**Raw records**.
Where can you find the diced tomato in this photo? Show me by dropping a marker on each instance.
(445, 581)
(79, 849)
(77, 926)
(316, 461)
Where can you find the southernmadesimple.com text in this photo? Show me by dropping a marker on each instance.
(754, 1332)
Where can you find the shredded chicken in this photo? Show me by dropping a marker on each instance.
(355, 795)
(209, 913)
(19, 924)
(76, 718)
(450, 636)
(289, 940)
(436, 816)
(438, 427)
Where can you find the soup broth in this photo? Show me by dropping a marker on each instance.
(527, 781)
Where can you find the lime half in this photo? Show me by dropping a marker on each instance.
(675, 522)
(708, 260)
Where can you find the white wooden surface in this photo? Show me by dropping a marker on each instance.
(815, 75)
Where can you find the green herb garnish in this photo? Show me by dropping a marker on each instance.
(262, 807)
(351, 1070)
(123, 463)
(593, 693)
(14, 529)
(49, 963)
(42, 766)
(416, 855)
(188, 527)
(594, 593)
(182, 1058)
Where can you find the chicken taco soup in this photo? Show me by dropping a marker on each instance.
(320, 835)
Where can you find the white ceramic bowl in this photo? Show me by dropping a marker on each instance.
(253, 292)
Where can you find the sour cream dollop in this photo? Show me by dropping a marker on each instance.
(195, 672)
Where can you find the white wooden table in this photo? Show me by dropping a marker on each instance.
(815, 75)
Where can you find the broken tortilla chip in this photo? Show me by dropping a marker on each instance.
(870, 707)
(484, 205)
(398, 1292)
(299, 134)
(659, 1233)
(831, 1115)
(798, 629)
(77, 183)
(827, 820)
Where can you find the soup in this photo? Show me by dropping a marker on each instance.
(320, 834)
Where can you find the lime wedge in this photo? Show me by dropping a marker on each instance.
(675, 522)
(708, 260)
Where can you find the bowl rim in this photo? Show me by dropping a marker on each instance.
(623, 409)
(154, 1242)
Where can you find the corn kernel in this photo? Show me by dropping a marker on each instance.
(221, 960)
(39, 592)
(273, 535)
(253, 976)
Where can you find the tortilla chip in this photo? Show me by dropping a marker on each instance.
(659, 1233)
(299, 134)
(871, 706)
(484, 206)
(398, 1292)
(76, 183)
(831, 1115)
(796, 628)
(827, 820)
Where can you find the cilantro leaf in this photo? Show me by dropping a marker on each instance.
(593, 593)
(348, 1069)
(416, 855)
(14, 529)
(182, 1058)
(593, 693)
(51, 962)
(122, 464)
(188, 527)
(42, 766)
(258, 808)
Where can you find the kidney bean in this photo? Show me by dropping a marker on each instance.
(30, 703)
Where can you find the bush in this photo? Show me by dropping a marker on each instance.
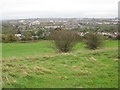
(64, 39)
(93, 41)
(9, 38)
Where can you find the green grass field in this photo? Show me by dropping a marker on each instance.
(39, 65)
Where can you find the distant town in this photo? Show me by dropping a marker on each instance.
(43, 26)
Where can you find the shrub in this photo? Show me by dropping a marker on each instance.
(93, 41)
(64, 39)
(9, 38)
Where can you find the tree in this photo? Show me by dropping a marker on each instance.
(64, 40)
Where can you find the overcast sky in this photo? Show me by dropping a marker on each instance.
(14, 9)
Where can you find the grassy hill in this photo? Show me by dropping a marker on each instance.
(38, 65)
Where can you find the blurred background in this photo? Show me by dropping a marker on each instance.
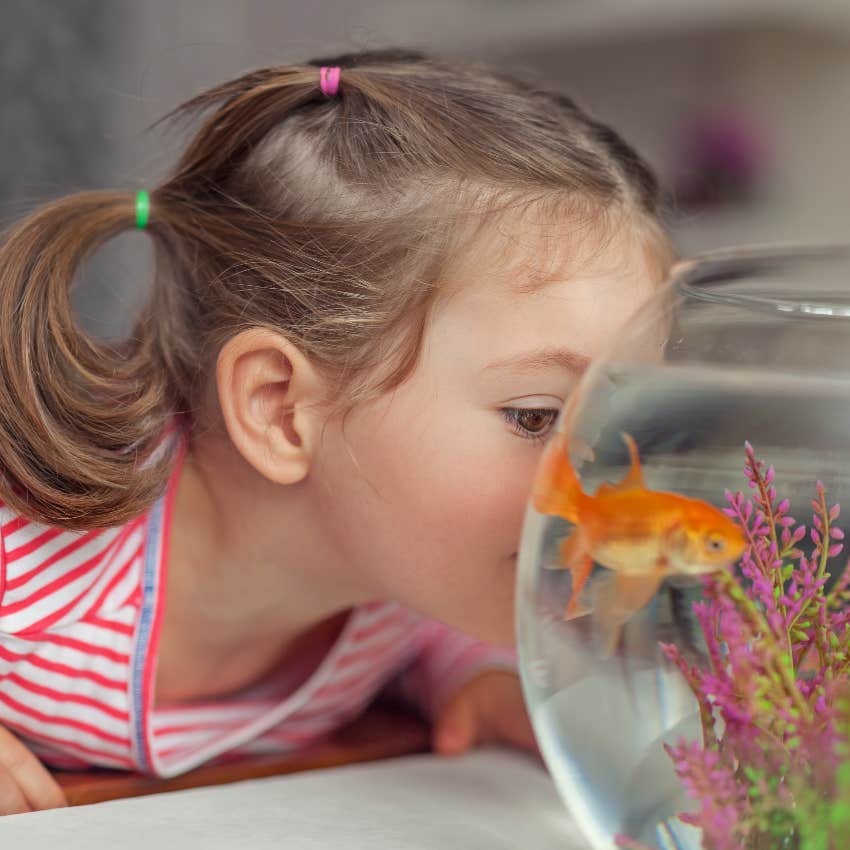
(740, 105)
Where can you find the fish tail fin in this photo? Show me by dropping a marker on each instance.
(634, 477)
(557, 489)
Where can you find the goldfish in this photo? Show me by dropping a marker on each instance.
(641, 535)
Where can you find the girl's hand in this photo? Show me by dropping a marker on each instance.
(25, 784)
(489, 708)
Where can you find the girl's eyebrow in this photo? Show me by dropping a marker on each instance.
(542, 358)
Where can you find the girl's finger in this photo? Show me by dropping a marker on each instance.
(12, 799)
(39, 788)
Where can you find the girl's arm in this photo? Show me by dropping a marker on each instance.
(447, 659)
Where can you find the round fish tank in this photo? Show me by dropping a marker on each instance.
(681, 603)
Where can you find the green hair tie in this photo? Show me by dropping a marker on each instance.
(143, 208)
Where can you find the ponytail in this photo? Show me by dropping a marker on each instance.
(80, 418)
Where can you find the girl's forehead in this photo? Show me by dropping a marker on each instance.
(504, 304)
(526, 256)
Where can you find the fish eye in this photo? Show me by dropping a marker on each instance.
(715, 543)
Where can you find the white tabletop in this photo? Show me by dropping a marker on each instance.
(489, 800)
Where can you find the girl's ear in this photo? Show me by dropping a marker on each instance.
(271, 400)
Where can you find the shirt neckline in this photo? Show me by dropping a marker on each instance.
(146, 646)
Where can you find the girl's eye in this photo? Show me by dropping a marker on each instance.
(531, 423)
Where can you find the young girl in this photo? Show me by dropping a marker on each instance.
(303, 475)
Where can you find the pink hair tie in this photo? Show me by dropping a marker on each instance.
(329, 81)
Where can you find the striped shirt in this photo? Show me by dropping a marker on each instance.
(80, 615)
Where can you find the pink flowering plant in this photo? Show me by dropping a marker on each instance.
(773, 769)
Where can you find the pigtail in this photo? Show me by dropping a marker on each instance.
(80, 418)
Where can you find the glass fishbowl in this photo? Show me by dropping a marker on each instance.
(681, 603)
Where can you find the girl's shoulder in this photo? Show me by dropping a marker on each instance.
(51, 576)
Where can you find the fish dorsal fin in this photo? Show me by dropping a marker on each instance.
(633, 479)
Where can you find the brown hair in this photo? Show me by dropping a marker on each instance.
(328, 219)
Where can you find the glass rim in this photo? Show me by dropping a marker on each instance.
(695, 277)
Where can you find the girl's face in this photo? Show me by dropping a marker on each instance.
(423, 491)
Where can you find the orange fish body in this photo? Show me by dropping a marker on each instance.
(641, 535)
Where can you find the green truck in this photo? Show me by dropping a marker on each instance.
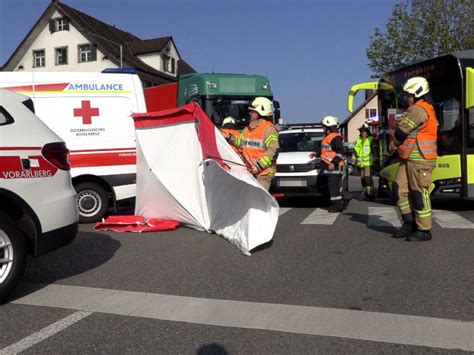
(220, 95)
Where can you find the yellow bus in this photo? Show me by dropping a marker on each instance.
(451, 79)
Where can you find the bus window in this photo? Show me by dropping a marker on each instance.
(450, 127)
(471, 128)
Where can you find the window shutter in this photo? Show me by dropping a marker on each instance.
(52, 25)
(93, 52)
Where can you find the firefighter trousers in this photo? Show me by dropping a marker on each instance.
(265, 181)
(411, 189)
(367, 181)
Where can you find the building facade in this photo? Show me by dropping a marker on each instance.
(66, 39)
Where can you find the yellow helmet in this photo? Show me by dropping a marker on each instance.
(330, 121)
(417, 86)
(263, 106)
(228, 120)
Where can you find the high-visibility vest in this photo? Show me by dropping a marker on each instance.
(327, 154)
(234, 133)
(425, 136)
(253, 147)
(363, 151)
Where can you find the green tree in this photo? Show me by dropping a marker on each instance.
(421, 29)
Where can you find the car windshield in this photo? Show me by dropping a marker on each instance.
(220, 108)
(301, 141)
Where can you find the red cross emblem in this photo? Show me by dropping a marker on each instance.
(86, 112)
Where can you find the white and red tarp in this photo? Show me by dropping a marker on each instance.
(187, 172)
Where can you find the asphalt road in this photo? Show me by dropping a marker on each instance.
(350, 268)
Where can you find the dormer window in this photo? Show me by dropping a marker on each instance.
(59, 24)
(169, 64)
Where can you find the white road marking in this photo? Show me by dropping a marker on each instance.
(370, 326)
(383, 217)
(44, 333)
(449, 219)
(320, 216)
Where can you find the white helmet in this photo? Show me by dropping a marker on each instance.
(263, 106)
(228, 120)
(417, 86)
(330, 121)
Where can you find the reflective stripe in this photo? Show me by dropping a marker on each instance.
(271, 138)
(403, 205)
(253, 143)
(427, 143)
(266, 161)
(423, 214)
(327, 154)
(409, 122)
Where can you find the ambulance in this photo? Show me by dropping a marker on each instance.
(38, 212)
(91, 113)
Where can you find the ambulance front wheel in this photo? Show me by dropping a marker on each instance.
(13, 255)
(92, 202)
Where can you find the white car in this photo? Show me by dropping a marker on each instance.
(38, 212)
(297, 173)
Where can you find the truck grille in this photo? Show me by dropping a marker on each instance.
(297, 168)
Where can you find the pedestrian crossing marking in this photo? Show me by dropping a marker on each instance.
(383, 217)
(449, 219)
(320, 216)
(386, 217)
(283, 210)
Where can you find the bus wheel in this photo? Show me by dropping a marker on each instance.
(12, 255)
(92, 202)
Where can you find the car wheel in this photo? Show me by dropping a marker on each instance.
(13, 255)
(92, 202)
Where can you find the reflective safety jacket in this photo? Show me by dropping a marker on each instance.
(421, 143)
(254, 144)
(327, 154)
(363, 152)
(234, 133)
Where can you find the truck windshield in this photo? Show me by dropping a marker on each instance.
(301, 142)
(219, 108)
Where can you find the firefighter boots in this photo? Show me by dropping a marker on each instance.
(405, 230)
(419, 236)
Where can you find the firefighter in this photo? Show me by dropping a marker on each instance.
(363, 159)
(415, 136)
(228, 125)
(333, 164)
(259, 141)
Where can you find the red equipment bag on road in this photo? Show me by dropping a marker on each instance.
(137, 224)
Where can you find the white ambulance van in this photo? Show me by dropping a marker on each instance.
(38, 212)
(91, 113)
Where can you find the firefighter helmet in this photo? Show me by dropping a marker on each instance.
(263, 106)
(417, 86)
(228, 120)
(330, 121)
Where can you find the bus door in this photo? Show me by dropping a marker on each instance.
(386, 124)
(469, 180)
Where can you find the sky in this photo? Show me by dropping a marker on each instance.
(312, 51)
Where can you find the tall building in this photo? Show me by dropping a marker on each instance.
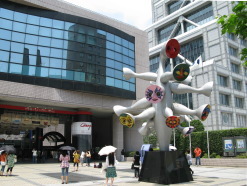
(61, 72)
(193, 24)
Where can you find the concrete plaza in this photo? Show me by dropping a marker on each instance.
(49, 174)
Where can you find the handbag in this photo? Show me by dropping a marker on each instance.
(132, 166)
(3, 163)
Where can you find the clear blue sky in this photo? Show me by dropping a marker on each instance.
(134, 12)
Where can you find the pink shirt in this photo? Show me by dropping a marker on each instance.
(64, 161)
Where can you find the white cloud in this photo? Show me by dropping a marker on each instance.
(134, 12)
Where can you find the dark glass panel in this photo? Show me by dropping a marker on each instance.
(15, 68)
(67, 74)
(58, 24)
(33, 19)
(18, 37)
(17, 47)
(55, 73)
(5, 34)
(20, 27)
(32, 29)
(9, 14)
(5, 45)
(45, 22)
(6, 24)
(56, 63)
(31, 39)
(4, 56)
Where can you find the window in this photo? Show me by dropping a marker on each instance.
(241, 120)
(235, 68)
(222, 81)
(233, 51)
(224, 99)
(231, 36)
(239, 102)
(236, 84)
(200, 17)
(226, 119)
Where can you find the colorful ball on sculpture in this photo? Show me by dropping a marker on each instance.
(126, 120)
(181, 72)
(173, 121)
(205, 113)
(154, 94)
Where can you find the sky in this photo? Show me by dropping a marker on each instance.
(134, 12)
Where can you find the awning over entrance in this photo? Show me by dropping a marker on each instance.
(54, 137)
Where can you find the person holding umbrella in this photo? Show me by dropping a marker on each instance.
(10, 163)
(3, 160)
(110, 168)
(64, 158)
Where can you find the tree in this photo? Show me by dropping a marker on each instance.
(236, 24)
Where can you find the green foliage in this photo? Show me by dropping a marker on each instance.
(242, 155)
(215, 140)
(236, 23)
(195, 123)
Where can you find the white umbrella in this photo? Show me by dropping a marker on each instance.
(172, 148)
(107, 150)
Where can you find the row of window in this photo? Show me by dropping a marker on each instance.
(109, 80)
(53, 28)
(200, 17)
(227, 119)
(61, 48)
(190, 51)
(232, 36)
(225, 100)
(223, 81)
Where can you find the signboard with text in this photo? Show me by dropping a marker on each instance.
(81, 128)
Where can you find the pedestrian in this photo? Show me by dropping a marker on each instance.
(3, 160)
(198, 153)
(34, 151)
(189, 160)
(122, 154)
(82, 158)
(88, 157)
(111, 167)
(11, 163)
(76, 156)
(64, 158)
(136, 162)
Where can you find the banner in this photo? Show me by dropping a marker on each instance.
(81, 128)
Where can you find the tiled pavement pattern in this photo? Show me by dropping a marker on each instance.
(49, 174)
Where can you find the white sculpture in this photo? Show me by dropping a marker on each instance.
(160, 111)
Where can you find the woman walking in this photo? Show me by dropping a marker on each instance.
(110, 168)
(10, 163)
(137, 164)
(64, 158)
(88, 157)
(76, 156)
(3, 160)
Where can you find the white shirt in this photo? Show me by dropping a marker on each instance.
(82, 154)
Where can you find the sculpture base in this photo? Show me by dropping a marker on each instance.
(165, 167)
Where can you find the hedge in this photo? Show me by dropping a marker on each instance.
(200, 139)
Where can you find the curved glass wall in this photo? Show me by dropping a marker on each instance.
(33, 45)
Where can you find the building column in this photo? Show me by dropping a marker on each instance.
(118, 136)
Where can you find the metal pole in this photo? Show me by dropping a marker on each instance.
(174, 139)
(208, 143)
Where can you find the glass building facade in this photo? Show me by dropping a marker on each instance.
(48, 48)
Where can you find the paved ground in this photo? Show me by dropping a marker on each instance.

**Request**.
From the line holding "Where can you find the banner" down to the final line above, quote every line exactly and only those lines.

**Correct result**.
Where can you find the banner in this photo? Show me by dropping a marker on each instance.
(81, 128)
Where can you find the tiled pavement pattern in this photo? Show me by dropping a marker on each instance.
(49, 174)
Where can you find the white sculpture in this photo? Show me by dropping a marker on each instance.
(160, 111)
Where can you find the woman walking in this photo? Show me by dropping a marker on each instance.
(110, 168)
(10, 163)
(137, 164)
(64, 158)
(88, 157)
(76, 156)
(3, 160)
Where can you find the white shirt in this photo? Show me by dropping a marker on each instance.
(82, 154)
Where can you find the sculpture base in this photo? Show me by dropping a marker on each instance.
(165, 167)
Where can you find the hedge in this photo? Show me by dropping a marker on each instance.
(200, 139)
Where can you find the curved glass wall in this photo? Show me by dropping a marker on each instance.
(33, 45)
Where can you find the building column in this photo? Show me by dropping a marker on each instance.
(118, 136)
Where can you find the metal pole in this photo? Show me by dropping a marker on each instance.
(174, 139)
(208, 143)
Where can you find the glass building facade in this photo? Show me by dropping a marker on each instance.
(48, 48)
Where can you find the paved ground in this photo? Show me by dropping a marker on each instance.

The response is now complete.